Finding Weaknesses Before the Attackers Do

April 8, 2019
Mandiant

Written by: Alyssa Rahman, Curtis Antolik


This blog post originally appeared as an article in M-Trends 2019.

FireEye Mandiant red team consultants perform objectives-based assessments that emulate real cyber attacks by advanced and nation state attackers across the entire attack lifecycle by blending into environments and observing how employees interact with their workstations and applications. Assessments like this help organizations identify weaknesses in their current detection and response procedures so they can update their existing security programs to better deal with modern threats.

A financial services firm engaged a Mandiant red team to evaluate the effectiveness of its information security team’s detection, prevention and response capabilities. The key objectives of this engagement were to accomplish the following actions without detection:

  • Compromise Active Directory (AD): Gain domain administrator privileges within the client’s Microsoft Windows AD environment.
  • Access financial applications: Gain access to applications and servers containing financial transfer data and account management functionality.

#### WRITTEN TASKS:
1) Write out, word for word, the part of the red team article that opens with the words containing "This blog post" and closes with "with modern threats.".
2) Rewrite the paragraph of the red team article that begins "FireEye Mandiant red team consultants" as a short bulleted list of its main facts.
3) Continue the red team article from the point after its last bullet, the one on accessing financial applications.

[Box annotations for photos]
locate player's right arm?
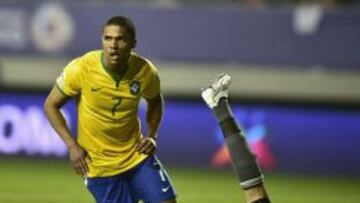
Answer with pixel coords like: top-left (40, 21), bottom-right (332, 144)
top-left (44, 86), bottom-right (88, 176)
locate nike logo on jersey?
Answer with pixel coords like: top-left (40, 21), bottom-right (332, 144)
top-left (161, 185), bottom-right (170, 192)
top-left (91, 87), bottom-right (102, 92)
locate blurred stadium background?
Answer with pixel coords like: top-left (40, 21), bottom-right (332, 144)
top-left (0, 0), bottom-right (360, 203)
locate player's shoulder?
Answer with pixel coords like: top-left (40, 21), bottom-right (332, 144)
top-left (68, 50), bottom-right (101, 72)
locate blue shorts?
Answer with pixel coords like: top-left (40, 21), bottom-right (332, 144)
top-left (85, 156), bottom-right (176, 203)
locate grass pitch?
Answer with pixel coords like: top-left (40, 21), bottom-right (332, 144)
top-left (0, 157), bottom-right (360, 203)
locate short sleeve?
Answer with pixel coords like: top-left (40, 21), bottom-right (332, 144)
top-left (141, 62), bottom-right (160, 99)
top-left (56, 59), bottom-right (83, 97)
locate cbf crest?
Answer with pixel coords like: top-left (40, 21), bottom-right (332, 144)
top-left (129, 80), bottom-right (140, 95)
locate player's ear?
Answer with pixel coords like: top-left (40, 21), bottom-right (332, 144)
top-left (131, 39), bottom-right (137, 49)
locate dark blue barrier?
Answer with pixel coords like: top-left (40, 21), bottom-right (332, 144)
top-left (0, 93), bottom-right (360, 175)
top-left (0, 1), bottom-right (360, 69)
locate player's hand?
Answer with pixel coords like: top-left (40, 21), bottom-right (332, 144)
top-left (136, 137), bottom-right (156, 155)
top-left (69, 144), bottom-right (89, 176)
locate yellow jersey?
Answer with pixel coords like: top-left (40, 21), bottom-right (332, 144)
top-left (56, 50), bottom-right (160, 177)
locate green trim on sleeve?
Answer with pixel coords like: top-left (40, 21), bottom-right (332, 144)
top-left (55, 83), bottom-right (71, 97)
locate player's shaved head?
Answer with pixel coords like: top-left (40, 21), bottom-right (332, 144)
top-left (102, 16), bottom-right (136, 41)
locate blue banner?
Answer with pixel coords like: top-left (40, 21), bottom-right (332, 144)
top-left (0, 1), bottom-right (360, 69)
top-left (0, 93), bottom-right (360, 175)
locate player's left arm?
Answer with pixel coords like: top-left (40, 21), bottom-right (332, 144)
top-left (137, 93), bottom-right (164, 155)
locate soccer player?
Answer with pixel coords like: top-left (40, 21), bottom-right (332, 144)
top-left (201, 74), bottom-right (270, 203)
top-left (44, 16), bottom-right (176, 203)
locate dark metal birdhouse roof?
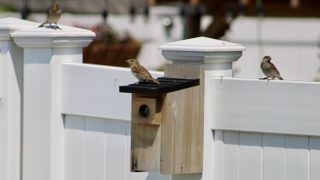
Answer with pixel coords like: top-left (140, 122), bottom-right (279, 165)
top-left (119, 77), bottom-right (199, 94)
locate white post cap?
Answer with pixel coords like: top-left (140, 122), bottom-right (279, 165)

#### REPLIES:
1)
This blog post originally appeared as an article in M-Trends 2019.

FireEye Mandiant red team consultants perform objectives-based assessments that emulate real cyber attacks by advanced and nation state attackers across the entire attack lifecycle by blending into environments and observing how employees interact with their workstations and applications. Assessments like this help organizations identify weaknesses in their current detection and response procedures so they can update their existing security programs to better deal with modern threats.

2)
- Mandiant red team consultants carry out objectives-based assessments.
- The assessments emulate real cyber attacks by advanced and nation state attackers across the entire attack lifecycle.
- The consultants blend into environments and observe how employees interact with their workstations and applications.
- Such assessments help organizations find weaknesses in their current detection and response procedures.
- Organizations can then update their security programs to better deal with modern threats.

3)
  • Bypass RSA Multi-Factor Authentication (MFA): Bypass MFA to access sensitive applications, such as the client’s payment management system.
  • Access ATM environment: Identify and access ATMs in a segmented portion of the internal network.

Initial Compromise

Based on Mandiant’s investigative experience, social engineering has become the most common and efficient initial attack vector used by advanced attackers. For this engagement, the red team used a phone-based social engineering scenario to circumvent email detection capabilities and avoid the residual evidence that is often left behind by a phishing email.

While performing Open-source intelligence (OSINT) reconnaissance of the client’s Internet-facing infrastructure, the red team discovered an Outlook Web App login portal hosted at https://owa.customer.example. The red team registered a look-alike domain (https://owacustomer.example) and cloned the client’s login portal (Figure 1).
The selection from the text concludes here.